— Short task —
Copy the records below from the line with "Where can the maroon" to the line with "point(475, 80)", changing "tile floor" to "tiled floor" and leaving everything else untouched.

<<<<

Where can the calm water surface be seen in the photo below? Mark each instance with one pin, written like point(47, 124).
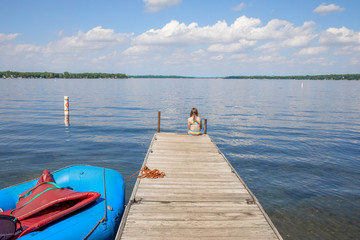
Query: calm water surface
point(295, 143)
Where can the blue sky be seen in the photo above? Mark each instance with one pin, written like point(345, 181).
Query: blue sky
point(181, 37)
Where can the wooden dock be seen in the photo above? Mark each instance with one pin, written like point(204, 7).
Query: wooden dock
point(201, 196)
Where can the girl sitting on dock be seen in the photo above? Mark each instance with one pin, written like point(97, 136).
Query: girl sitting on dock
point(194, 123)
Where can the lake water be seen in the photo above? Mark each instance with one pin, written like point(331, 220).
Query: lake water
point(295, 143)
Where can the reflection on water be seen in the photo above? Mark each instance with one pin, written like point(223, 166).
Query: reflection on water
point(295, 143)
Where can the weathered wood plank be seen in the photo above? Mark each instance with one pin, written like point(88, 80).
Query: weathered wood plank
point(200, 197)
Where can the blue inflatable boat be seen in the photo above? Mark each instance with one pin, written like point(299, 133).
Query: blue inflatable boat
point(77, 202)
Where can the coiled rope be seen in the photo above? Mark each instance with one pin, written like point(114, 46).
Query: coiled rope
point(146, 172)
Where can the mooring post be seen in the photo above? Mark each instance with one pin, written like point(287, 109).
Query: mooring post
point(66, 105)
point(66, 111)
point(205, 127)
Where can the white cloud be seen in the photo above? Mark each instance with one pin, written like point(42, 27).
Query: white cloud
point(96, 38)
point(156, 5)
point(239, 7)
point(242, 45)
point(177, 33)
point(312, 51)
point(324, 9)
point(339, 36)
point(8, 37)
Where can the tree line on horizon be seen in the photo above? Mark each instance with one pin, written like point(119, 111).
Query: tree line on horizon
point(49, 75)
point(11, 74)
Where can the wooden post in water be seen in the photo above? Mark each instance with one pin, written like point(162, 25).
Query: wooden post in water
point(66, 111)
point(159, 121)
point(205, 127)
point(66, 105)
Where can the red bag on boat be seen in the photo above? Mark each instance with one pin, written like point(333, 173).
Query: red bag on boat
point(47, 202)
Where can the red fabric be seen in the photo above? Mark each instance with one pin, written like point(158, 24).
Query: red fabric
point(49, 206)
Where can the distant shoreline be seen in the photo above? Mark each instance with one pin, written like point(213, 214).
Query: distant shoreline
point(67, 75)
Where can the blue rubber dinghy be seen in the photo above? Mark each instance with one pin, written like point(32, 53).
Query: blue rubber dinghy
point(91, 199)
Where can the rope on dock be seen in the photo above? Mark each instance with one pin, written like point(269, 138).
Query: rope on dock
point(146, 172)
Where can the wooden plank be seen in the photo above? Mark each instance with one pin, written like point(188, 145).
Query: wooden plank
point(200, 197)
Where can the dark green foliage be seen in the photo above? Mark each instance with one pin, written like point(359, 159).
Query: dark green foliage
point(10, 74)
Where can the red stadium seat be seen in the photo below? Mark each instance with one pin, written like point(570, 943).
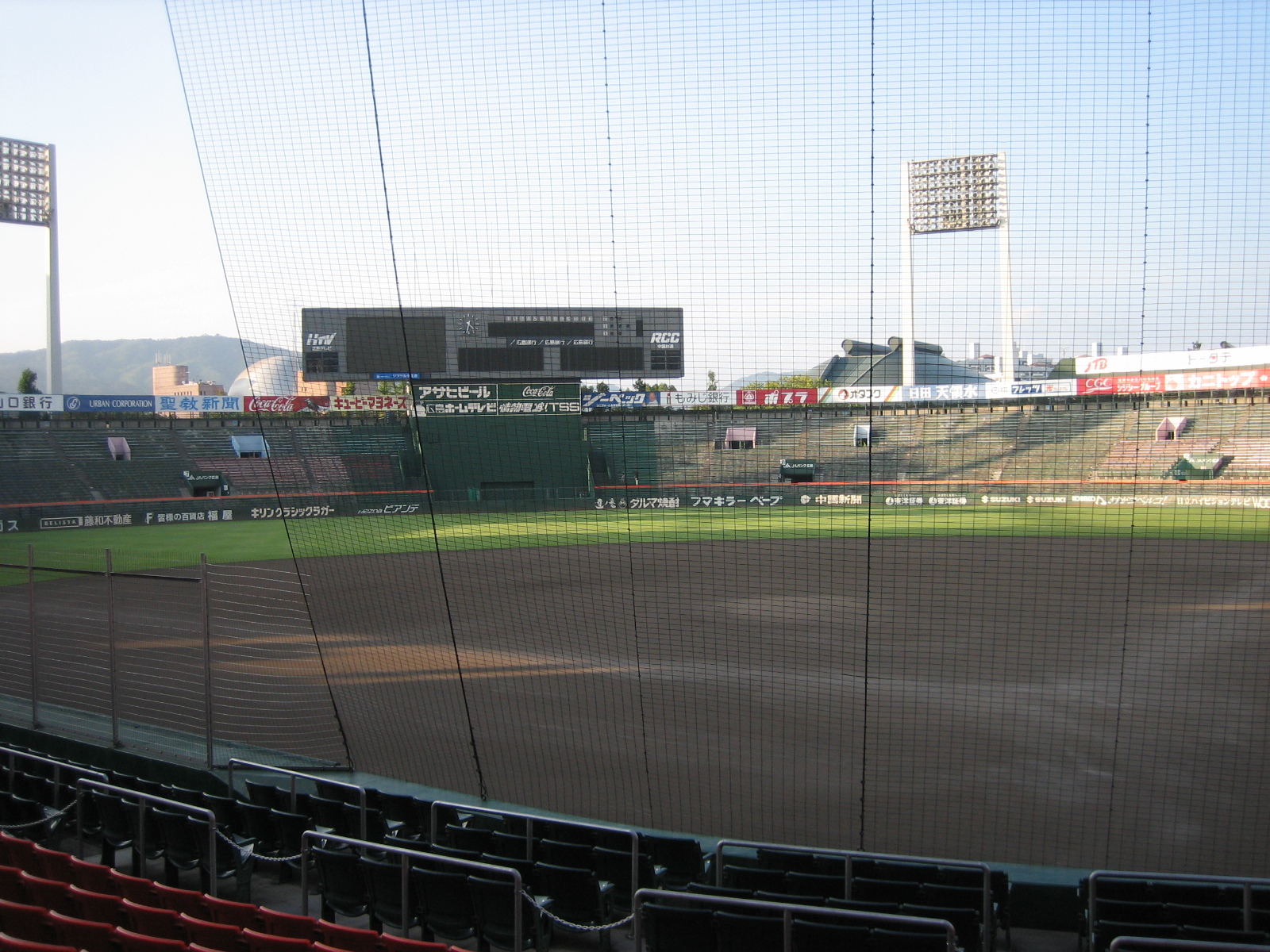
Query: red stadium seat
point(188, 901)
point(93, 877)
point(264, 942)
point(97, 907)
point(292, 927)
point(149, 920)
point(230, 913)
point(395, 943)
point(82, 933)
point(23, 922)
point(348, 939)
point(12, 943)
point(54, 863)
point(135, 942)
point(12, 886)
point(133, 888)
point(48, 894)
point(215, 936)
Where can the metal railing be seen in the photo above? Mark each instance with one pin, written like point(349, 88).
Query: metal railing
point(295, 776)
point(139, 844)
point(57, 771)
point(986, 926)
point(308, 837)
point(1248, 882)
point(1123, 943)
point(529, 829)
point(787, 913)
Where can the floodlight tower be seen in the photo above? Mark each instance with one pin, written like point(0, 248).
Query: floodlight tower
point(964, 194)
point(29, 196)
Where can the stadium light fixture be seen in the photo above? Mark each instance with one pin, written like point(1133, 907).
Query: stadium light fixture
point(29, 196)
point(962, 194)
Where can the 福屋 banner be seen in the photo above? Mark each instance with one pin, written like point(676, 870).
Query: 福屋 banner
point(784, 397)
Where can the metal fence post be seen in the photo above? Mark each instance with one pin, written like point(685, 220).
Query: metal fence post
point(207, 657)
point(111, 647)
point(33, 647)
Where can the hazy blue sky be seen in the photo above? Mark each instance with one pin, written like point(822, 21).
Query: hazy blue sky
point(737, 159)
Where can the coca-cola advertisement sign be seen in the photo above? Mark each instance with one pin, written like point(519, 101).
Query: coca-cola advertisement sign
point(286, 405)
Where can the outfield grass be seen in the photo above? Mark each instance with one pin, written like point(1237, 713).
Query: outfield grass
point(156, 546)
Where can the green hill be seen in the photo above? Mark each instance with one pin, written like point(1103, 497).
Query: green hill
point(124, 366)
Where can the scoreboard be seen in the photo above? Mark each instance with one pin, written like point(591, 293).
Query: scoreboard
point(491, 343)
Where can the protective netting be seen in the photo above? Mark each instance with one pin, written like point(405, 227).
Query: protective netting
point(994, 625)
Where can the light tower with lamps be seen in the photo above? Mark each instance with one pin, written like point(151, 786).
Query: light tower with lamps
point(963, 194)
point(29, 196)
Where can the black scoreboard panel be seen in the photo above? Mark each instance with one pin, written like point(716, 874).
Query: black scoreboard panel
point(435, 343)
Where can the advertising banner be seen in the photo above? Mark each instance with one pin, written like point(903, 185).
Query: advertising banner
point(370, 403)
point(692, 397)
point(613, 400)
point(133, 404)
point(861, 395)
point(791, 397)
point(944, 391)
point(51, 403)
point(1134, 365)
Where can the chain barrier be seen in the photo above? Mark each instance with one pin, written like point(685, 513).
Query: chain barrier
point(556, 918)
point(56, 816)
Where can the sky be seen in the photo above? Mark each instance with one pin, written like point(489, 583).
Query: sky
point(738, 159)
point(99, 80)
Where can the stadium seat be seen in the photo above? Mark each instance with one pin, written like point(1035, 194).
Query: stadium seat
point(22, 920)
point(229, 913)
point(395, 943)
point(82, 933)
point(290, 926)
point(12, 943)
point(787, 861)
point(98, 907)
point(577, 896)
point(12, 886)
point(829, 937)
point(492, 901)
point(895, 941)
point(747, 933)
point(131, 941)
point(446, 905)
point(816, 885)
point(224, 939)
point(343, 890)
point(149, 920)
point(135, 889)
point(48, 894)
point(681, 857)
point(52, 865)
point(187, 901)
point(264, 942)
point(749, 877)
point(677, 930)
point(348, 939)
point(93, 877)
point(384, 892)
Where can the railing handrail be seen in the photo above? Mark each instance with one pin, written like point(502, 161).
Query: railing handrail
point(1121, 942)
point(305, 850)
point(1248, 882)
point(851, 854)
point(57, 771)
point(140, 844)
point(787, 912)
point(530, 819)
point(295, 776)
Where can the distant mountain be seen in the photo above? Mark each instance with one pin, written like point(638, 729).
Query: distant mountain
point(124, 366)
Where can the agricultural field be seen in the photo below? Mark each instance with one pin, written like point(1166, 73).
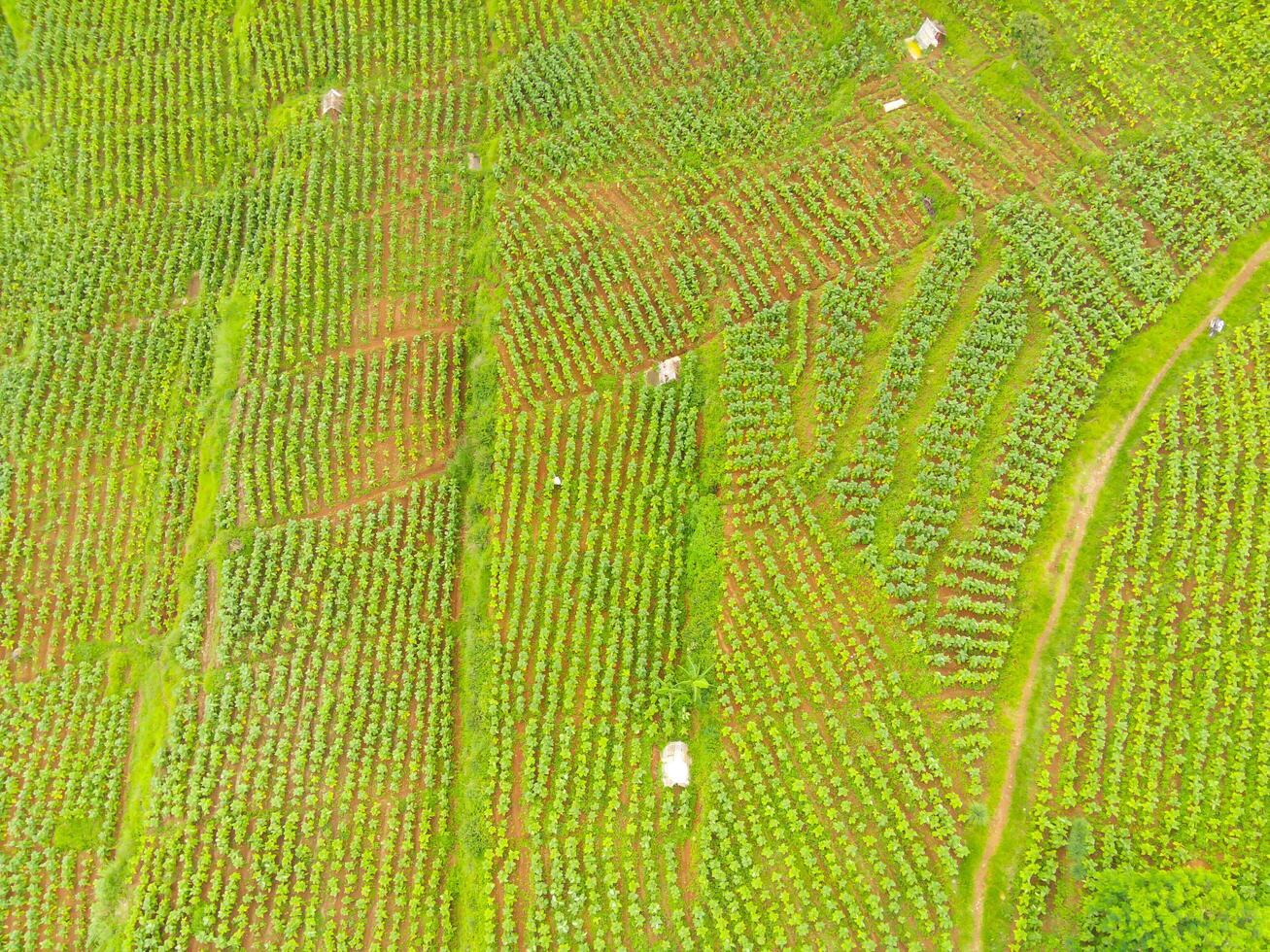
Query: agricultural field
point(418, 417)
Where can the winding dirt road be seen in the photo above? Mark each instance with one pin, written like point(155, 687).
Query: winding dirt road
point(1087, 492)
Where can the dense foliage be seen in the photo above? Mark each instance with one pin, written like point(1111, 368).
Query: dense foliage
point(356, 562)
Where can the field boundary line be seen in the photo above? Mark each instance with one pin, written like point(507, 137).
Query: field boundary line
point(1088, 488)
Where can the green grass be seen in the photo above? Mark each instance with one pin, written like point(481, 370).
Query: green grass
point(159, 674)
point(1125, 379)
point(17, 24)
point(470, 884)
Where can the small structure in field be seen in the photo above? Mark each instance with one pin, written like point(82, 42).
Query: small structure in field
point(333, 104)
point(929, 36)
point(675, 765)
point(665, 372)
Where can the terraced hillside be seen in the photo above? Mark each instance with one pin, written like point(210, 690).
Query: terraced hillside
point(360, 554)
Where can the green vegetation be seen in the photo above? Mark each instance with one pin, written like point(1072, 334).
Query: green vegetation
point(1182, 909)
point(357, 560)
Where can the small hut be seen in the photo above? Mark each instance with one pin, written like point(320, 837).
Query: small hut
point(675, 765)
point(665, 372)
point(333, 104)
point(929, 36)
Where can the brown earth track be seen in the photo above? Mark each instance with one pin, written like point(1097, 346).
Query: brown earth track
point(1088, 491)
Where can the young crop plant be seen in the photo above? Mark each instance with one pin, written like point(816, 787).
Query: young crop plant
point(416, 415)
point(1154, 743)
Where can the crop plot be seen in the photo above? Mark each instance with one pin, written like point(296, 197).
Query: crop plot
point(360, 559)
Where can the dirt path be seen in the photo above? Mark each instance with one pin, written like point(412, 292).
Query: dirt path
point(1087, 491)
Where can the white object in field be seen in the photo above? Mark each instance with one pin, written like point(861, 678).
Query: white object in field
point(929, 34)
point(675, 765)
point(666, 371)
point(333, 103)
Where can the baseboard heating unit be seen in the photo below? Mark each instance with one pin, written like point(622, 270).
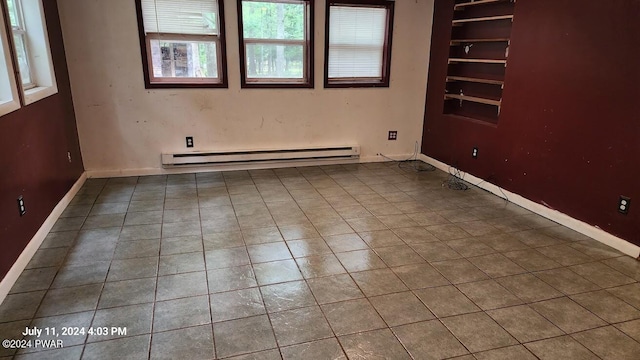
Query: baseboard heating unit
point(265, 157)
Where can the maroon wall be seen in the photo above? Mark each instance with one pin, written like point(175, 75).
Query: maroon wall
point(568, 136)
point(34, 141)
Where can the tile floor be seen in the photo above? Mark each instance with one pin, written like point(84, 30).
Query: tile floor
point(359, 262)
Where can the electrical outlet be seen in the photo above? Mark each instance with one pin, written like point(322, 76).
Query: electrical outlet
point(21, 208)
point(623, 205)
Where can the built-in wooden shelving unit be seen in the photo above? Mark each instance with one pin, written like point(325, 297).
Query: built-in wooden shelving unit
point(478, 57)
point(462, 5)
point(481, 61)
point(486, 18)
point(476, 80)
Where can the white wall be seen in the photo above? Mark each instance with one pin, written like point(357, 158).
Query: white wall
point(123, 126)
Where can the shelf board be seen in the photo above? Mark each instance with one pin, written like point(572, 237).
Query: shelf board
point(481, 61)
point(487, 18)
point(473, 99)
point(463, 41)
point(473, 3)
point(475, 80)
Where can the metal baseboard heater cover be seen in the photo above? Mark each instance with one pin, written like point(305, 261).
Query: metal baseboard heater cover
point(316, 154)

>>>>

— Answer in full —
Where can the maroon wall be seen in the photo above? Mark each instance with one pin, written like point(175, 75).
Query: maroon wall
point(568, 136)
point(34, 141)
Where can the tiled floor be seen in the photo above? Mark each instance with one pin, written like point(84, 30).
Query: tiled floor
point(359, 262)
Where can the electrical outlet be seen in the photo above? Mark each instance with one pin, written like point(322, 76).
Query: electrical outlet
point(21, 208)
point(623, 205)
Where can the built-in wooden shelving unit be seen in the photo above? Mark each instance with one pin, written like point(325, 297).
Query: built-in wooden shelving unit
point(478, 57)
point(462, 5)
point(481, 61)
point(486, 18)
point(476, 80)
Where can the white wall be seen in the photo above? Mark each instance with one pin, written like point(357, 158).
Query: white wall
point(123, 126)
Where can the shelf board be seen in the photo above? Mark each instance with one pin, written like point(572, 237).
Query: shelf board
point(481, 61)
point(487, 18)
point(473, 99)
point(463, 41)
point(473, 3)
point(475, 80)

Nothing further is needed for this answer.